--- Information given ---

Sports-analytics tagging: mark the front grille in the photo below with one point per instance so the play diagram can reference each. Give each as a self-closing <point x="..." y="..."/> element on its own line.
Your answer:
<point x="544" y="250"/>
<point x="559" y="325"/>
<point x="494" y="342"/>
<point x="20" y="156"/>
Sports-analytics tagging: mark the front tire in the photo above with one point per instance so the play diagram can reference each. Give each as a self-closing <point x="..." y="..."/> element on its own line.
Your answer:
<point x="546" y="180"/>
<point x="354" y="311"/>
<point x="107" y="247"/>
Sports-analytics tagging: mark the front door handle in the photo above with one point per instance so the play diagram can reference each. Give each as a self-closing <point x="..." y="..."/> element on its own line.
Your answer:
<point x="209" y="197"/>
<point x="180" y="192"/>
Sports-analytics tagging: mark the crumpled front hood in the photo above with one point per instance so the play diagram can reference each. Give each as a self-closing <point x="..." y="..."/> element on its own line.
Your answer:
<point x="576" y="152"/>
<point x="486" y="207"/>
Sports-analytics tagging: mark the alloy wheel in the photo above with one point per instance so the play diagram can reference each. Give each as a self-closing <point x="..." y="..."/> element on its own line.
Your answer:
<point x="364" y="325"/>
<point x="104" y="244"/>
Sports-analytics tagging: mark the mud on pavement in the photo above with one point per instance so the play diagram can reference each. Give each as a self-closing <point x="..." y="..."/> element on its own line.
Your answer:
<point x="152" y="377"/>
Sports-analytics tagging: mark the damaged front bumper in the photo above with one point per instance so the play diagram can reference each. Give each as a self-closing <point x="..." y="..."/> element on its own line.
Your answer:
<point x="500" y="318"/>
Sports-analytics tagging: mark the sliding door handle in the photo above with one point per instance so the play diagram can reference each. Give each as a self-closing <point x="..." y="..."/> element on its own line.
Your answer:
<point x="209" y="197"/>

---
--- Information given ---

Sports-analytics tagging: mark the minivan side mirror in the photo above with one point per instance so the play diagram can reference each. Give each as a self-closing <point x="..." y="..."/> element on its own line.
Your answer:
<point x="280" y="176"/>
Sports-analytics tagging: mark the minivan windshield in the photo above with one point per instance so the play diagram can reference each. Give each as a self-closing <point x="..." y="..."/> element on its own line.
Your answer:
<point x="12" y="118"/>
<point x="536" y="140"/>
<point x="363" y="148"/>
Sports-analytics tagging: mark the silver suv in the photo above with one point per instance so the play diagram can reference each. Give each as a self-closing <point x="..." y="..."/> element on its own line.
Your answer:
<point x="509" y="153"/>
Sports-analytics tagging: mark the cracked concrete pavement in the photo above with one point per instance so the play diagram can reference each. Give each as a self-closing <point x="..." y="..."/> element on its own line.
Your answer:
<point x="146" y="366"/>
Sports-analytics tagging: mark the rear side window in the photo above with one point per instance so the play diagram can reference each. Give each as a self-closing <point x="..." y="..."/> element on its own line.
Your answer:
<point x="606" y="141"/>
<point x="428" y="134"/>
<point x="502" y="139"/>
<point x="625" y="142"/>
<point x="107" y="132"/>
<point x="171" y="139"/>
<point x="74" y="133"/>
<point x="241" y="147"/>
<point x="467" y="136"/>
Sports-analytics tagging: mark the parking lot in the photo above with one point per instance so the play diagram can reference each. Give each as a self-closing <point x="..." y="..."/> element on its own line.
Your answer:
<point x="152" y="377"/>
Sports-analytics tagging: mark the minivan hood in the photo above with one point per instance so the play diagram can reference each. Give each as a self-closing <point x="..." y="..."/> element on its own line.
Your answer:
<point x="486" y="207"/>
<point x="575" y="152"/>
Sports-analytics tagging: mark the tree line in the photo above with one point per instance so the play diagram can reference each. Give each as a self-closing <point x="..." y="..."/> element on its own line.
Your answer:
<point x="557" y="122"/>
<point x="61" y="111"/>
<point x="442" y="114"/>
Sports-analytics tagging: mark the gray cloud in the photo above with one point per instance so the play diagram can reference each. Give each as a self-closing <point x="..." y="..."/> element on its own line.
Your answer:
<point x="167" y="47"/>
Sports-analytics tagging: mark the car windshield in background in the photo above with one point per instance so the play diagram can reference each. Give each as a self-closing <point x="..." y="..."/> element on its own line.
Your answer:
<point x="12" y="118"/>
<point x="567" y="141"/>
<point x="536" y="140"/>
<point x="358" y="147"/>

---

Task statement
Gather every line from the data entries above that contains the word "hood", and copy each one.

Written answer
Sports-analytics tagging: mark the crumpled front hood in the photo above with one point per instance so the play diagram can reference each. Give each as a self-closing <point x="..." y="..."/> element on its own line.
Sports-analytics tagging: mark the minivan hood in the photo above with one point per instance so the play diagram can reference each. Give each as a self-closing <point x="..." y="..."/> element on its own line.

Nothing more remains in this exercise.